# Work required:
Identify every line in the rows below that contains the string "facade" and copy each one out. Case counts.

# Source data:
━━━━━━

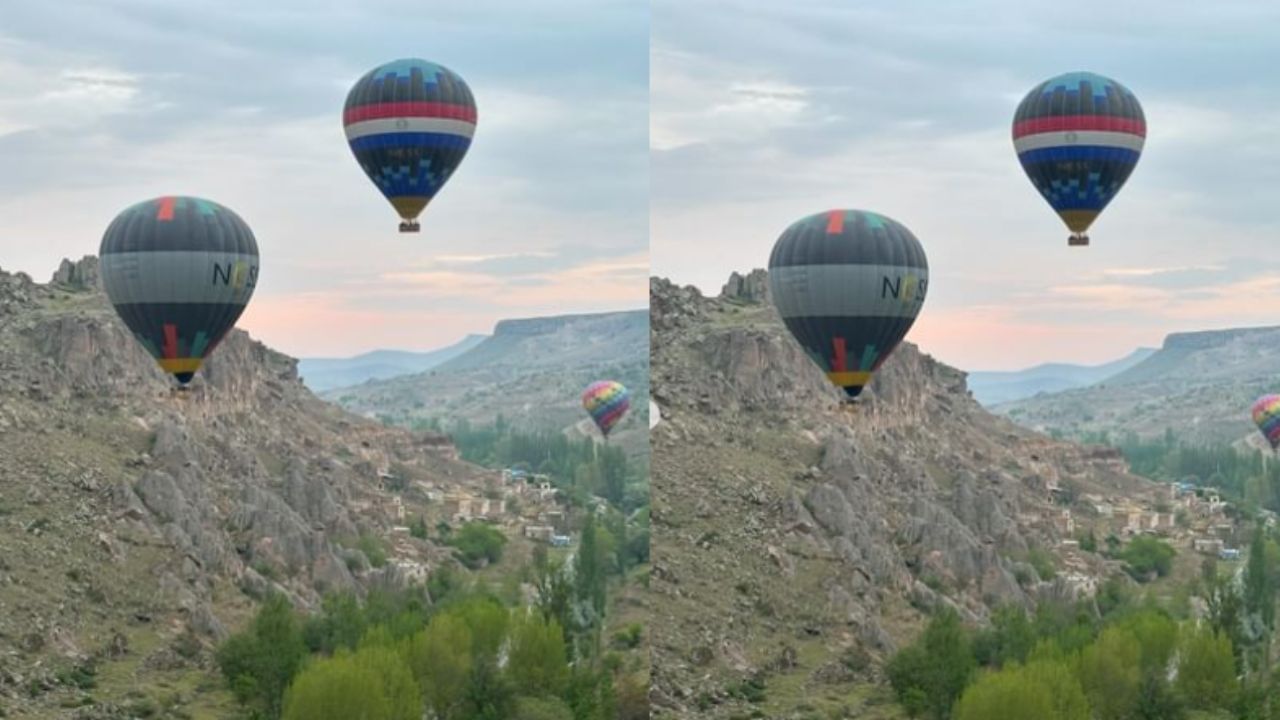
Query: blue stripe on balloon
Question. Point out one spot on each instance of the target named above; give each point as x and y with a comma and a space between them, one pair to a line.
1078, 153
397, 140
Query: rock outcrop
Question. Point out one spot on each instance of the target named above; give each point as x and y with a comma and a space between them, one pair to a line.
791, 525
126, 504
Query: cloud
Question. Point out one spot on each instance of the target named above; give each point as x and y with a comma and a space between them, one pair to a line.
905, 109
241, 103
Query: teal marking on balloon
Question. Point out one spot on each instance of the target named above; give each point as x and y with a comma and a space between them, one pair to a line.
868, 358
873, 220
199, 343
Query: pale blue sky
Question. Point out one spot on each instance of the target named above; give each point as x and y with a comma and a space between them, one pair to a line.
104, 103
762, 113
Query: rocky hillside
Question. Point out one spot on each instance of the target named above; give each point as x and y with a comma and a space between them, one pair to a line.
328, 373
141, 524
545, 363
1201, 384
799, 542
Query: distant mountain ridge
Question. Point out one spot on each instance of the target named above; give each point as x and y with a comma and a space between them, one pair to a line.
992, 387
531, 370
328, 373
558, 341
1198, 383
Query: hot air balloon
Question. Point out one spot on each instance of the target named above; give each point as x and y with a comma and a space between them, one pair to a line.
1266, 417
1078, 137
410, 123
606, 401
179, 272
849, 285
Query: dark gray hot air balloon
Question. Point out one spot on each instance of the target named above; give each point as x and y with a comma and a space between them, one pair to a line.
848, 285
179, 272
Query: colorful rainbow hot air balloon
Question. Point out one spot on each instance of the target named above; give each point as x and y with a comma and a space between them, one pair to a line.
606, 401
849, 286
179, 272
1266, 417
1078, 137
410, 123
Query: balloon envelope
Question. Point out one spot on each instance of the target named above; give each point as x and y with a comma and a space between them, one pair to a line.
410, 123
849, 285
1078, 137
179, 272
1266, 417
606, 401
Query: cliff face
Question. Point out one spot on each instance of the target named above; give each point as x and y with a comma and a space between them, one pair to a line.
1206, 340
791, 531
545, 363
128, 510
1200, 384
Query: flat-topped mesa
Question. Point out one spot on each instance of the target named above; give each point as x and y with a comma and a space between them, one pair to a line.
1205, 340
547, 326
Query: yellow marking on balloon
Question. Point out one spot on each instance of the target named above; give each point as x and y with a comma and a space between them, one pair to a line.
181, 364
850, 379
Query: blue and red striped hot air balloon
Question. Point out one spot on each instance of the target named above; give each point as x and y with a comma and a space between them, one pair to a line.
410, 123
1078, 137
606, 401
1266, 417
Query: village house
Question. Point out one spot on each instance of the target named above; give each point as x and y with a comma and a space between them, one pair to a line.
410, 570
543, 533
1208, 546
1064, 523
464, 507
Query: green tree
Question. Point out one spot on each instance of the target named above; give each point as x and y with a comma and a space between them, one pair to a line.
1225, 609
1157, 638
1009, 639
488, 621
341, 623
589, 569
542, 709
1258, 583
929, 674
355, 686
488, 695
479, 543
260, 661
535, 657
1206, 669
1147, 556
1041, 691
1110, 674
440, 660
1156, 700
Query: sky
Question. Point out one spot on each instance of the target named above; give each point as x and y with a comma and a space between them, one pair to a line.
762, 113
241, 101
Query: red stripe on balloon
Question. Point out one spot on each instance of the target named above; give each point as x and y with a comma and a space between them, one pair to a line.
380, 110
1061, 123
835, 222
165, 212
839, 364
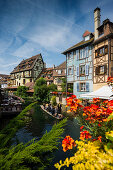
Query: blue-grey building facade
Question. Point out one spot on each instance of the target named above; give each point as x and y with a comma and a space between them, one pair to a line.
80, 65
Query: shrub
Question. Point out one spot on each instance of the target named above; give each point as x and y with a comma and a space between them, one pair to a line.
22, 91
53, 100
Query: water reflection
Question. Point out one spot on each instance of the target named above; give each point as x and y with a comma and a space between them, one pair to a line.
39, 123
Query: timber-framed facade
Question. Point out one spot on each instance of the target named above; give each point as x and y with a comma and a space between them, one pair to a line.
103, 51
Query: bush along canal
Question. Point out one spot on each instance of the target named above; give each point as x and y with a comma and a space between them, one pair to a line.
32, 140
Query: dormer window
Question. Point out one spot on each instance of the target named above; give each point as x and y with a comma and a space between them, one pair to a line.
86, 38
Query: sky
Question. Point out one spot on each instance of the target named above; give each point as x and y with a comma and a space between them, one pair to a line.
49, 27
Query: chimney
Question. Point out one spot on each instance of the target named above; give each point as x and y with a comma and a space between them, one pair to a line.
96, 21
44, 65
53, 66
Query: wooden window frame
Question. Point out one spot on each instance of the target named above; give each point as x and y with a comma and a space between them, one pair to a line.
104, 49
80, 74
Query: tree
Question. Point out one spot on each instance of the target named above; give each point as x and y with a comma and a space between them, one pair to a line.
63, 84
53, 100
22, 91
41, 91
41, 81
52, 87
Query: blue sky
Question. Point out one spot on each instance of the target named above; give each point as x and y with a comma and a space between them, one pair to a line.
30, 27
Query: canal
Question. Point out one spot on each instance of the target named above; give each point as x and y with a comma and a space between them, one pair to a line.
38, 124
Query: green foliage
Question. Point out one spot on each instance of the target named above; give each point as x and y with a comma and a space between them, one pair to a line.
34, 153
52, 87
53, 100
10, 130
41, 81
41, 91
22, 91
63, 84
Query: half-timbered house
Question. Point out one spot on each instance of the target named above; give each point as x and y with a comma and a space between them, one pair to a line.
103, 50
79, 65
27, 71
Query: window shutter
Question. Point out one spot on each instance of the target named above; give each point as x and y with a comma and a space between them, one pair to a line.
97, 70
87, 52
90, 50
105, 69
106, 49
87, 87
72, 70
87, 70
78, 87
77, 71
96, 53
77, 54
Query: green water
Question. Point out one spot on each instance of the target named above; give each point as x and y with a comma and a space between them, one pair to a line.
39, 123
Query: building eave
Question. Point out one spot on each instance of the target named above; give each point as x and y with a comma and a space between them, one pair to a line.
78, 45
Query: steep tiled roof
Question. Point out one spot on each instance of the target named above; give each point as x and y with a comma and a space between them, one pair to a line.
86, 33
26, 64
81, 43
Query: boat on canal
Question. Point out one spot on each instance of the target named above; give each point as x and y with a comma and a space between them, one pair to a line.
56, 117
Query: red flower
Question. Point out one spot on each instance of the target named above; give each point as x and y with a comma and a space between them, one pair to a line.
85, 135
68, 143
81, 128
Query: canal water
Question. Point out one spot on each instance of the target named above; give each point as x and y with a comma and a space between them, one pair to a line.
39, 123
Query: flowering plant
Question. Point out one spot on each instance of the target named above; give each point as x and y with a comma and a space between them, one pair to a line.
95, 148
110, 81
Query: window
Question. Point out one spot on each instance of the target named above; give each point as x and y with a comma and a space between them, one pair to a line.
59, 71
82, 86
86, 51
101, 31
82, 70
70, 71
101, 51
87, 38
23, 81
101, 70
70, 55
77, 54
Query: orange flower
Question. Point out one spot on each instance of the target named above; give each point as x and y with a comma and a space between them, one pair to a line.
99, 138
85, 135
74, 103
68, 143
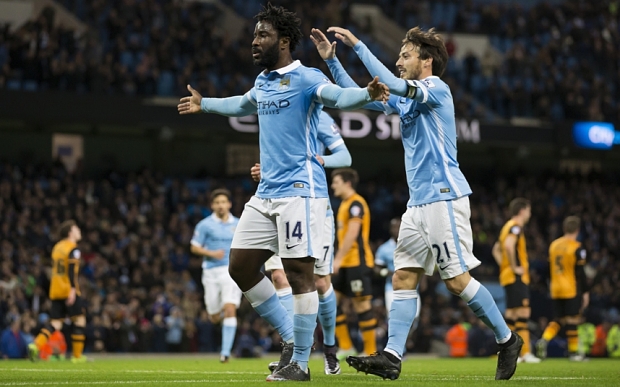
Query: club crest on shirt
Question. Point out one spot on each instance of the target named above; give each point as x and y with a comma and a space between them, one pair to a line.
285, 83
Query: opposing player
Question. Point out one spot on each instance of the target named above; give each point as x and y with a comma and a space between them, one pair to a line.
354, 262
514, 273
65, 294
384, 266
435, 229
329, 138
212, 238
569, 290
287, 213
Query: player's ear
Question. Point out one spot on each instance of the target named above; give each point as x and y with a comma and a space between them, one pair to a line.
285, 42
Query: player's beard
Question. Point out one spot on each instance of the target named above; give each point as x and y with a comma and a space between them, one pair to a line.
415, 73
269, 57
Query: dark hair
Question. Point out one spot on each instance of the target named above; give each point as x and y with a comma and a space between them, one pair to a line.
430, 45
348, 175
65, 228
571, 224
518, 204
219, 192
285, 22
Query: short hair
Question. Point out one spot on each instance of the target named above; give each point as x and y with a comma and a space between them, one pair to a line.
430, 45
571, 224
518, 204
285, 22
348, 175
219, 192
65, 228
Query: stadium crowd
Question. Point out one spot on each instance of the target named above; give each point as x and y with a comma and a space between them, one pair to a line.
143, 286
537, 68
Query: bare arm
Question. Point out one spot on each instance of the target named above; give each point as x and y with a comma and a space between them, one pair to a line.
355, 227
509, 247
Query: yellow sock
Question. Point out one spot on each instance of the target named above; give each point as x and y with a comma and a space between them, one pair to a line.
42, 338
572, 338
342, 333
551, 331
77, 341
523, 331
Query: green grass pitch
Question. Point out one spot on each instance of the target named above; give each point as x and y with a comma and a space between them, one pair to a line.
184, 370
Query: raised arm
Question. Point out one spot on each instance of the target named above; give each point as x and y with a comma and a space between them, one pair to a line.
352, 98
327, 51
238, 106
397, 85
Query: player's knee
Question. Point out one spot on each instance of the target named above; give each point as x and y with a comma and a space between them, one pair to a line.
322, 283
215, 318
457, 284
406, 279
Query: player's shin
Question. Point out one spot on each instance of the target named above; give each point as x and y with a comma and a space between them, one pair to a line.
367, 323
342, 331
482, 304
229, 328
285, 296
306, 307
402, 313
327, 316
77, 341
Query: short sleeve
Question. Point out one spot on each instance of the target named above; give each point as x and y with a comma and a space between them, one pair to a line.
581, 256
431, 91
313, 82
251, 96
75, 254
199, 235
356, 210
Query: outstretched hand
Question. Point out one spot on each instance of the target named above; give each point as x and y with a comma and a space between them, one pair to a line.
255, 172
345, 35
326, 49
190, 105
378, 91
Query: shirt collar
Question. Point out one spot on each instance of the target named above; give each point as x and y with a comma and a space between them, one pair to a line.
289, 68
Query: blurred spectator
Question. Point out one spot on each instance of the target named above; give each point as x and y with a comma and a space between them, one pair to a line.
12, 342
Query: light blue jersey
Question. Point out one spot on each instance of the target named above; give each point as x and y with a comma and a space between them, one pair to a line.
385, 257
288, 102
428, 130
330, 138
214, 234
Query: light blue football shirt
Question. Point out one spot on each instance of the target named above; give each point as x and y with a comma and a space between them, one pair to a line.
287, 104
428, 130
214, 234
385, 257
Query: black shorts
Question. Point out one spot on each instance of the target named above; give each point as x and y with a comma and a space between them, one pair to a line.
517, 295
353, 281
563, 307
60, 309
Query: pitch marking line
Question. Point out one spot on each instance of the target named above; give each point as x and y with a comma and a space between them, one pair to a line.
110, 382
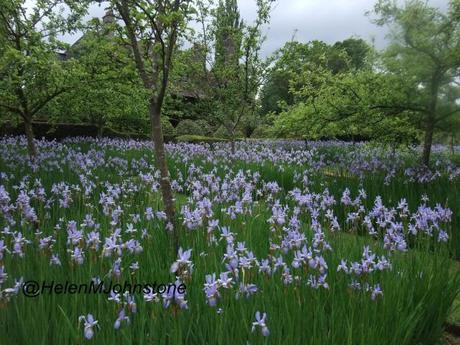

━━━━━━

# Worked solution:
Query: blue-grey building facade
Query: timber-framed facade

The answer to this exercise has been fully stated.